### The task:
Retype exactly the stretch of lines that begins at the line containing "TARGET: fingers on door handle" and ends at the last line of the data, with no other lines.

(Pointing dataset records)
######

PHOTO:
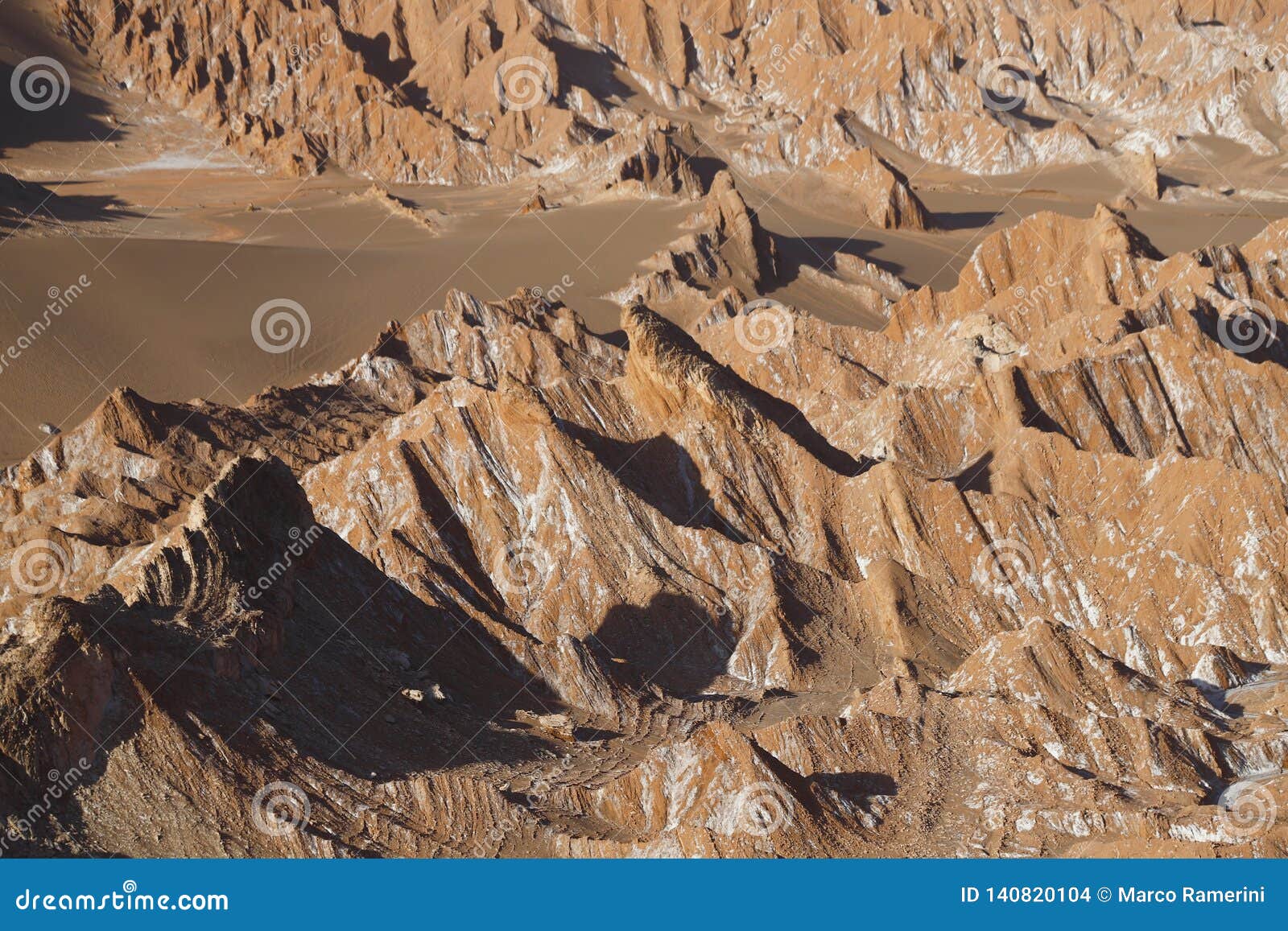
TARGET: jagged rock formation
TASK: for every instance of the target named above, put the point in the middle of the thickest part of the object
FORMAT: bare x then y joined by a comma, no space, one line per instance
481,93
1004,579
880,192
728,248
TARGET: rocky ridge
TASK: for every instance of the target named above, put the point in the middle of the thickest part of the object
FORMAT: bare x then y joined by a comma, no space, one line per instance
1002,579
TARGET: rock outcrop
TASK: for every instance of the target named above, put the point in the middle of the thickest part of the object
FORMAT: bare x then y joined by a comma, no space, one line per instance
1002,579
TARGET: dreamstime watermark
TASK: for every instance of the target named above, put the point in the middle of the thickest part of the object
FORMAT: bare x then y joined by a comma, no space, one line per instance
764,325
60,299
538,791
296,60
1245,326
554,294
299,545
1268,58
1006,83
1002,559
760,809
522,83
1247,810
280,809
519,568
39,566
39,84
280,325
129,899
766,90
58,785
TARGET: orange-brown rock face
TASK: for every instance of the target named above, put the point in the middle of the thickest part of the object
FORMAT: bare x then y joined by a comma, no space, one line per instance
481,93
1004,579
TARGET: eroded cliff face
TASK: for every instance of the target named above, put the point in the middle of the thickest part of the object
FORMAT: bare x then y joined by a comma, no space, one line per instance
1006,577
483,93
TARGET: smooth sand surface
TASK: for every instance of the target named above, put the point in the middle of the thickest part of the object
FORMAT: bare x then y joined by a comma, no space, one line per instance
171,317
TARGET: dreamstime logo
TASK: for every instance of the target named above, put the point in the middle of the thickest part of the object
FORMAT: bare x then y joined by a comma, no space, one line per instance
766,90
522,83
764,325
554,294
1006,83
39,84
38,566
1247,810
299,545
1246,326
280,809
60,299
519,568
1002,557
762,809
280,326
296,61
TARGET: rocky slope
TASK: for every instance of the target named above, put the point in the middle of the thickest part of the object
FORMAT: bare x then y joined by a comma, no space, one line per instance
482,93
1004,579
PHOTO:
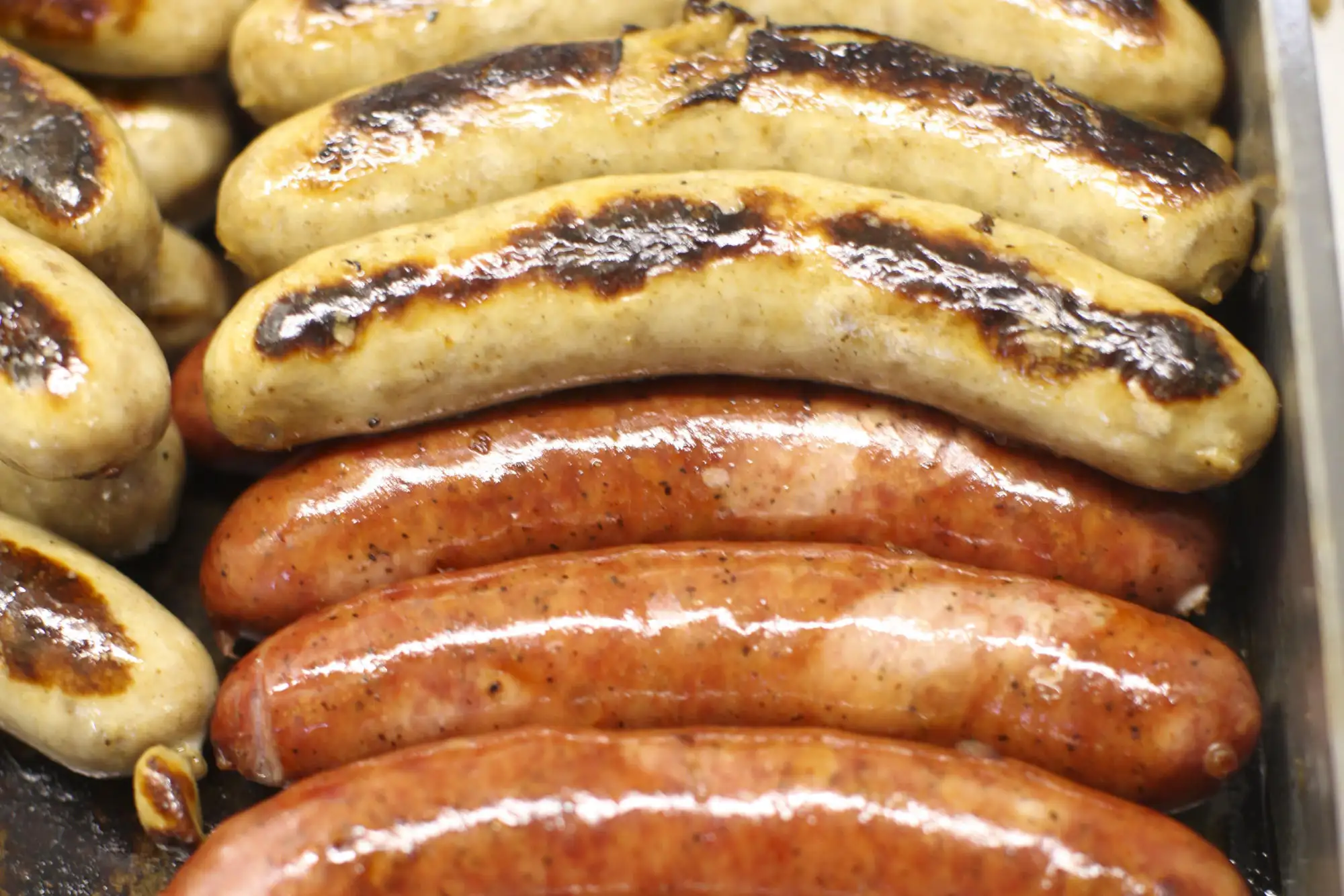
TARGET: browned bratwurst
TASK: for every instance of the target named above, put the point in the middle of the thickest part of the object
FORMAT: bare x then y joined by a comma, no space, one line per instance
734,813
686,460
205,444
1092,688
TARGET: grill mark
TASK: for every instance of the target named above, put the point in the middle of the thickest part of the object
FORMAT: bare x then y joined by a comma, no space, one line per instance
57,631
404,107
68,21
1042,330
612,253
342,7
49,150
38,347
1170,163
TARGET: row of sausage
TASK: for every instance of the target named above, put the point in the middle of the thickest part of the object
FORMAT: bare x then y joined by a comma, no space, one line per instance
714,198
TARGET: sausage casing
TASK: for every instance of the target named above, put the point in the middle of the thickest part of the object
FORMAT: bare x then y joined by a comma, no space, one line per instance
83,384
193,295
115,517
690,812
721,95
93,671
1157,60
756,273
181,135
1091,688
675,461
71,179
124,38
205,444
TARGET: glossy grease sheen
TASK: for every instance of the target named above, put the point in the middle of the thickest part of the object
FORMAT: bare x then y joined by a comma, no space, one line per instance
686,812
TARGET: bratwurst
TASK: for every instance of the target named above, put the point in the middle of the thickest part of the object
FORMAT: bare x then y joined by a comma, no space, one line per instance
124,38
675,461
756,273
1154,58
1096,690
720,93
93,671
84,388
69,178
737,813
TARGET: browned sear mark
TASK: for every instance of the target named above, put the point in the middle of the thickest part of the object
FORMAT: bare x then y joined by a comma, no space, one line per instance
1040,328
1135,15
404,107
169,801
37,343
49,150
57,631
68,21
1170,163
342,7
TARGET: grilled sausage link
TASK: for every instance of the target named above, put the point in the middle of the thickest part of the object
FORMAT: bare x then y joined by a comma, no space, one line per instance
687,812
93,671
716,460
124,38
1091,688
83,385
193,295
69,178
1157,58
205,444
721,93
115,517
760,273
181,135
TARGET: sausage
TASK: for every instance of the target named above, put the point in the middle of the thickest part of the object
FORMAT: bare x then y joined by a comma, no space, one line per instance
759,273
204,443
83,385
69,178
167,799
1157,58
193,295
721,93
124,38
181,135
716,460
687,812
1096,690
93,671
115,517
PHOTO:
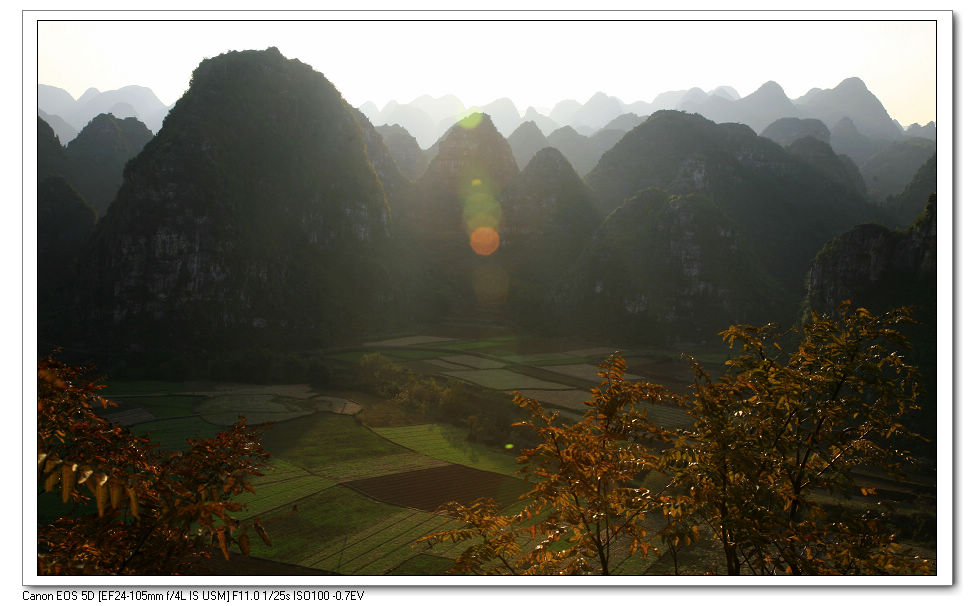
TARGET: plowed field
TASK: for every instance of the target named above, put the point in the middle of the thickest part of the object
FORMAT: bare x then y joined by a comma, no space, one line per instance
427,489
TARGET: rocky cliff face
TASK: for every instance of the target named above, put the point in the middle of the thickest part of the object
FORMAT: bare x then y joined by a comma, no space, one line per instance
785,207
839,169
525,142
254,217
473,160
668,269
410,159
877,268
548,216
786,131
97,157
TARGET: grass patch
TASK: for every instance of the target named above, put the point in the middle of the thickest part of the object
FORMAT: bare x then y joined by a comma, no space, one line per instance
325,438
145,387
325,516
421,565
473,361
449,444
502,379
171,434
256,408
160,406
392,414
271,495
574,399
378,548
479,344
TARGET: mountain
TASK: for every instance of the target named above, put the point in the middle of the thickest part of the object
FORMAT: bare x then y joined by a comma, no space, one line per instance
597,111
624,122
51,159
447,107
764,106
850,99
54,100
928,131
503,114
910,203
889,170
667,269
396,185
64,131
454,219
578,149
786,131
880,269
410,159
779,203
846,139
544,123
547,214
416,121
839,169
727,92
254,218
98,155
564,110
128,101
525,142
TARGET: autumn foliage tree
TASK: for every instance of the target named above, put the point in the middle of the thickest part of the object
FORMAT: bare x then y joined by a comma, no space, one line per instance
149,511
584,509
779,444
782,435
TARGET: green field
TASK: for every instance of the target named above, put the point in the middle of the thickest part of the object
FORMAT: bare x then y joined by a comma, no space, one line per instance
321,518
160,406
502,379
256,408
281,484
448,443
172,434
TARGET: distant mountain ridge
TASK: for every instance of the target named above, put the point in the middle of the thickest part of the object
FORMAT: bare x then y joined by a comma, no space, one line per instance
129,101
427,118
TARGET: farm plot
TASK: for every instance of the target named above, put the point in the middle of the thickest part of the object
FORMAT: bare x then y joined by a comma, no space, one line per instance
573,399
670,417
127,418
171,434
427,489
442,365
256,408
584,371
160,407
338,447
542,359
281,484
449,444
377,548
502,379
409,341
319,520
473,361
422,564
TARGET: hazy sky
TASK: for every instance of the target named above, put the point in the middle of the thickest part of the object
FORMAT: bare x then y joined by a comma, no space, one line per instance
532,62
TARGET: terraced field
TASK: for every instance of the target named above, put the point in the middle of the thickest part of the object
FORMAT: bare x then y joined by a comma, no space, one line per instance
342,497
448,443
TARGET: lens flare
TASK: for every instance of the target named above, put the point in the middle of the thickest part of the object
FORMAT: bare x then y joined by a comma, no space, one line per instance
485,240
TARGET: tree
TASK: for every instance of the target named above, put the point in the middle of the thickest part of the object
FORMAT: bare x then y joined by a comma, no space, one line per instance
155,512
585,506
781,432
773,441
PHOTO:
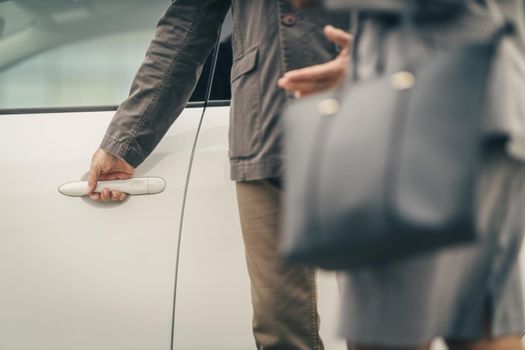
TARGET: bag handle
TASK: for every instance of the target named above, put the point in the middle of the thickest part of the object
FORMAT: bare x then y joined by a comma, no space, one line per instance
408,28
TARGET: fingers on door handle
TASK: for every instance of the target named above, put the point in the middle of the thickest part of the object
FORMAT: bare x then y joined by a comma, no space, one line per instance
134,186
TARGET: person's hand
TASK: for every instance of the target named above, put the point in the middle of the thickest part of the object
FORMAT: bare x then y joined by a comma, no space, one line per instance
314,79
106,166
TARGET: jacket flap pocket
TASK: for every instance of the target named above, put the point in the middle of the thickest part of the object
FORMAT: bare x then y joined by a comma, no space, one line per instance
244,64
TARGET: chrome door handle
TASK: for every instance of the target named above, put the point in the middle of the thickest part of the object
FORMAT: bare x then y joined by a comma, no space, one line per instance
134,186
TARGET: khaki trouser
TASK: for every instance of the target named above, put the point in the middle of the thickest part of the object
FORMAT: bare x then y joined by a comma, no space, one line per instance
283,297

######

### Finished answer:
TARGET: fingers on door handle
TASK: for every instance of the target named above, put the point in the middle of the thickest part of the object
FORMAT: bare x then y joined by a comma, no space, one line per instance
134,186
TARGET: person's hand
TASK: for every instance of the target named above, put the point in the middle of the thickest part of the object
FORMAT: bare x then y joined by a comma, no space, one line per instance
314,79
106,166
TARGET: jacket flap pocket
TASK: for every instance of the target named above, put the point in the middle of the thickest part of the object
FORMAT: bare x then y joined by a comma, no space, one line per instance
244,64
TARGET: chrome door handle
TASK: for every instance of the target named above, put the point in the middle of the thickest part of the object
FORMAT: bare x then y joined by a comma, no space, one line per instance
134,186
TARGET: khaki trouser
TASK: for every instance of the target named above, put the point in the middle of the thickest part of the object
FORMAT: bare x then y joined by a comma, no space, one line per instance
283,297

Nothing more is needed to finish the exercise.